INSTRUCTIONS FOR THE TASK
Leaving the pictures aside, transcribe the data below exactly.

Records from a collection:
= = = = = = =
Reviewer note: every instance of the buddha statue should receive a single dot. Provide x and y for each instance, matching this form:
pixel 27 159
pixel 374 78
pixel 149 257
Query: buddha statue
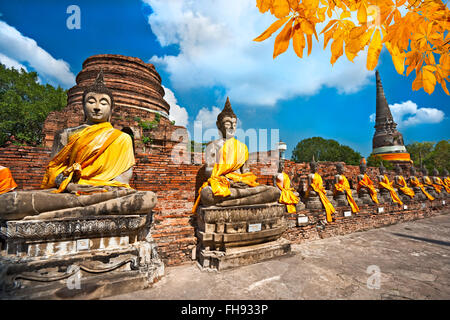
pixel 387 191
pixel 316 195
pixel 230 182
pixel 420 194
pixel 342 187
pixel 289 196
pixel 405 193
pixel 365 185
pixel 428 183
pixel 89 173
= = = = = = =
SOLUTION TO THIS TASK
Reviewer note: every instance of the buddha statue should receive a single dot. Provide x and y for each instance, matching this form:
pixel 27 159
pixel 374 78
pixel 149 257
Query: buddha statue
pixel 387 191
pixel 316 195
pixel 230 182
pixel 420 194
pixel 342 187
pixel 289 196
pixel 405 193
pixel 365 185
pixel 428 183
pixel 89 173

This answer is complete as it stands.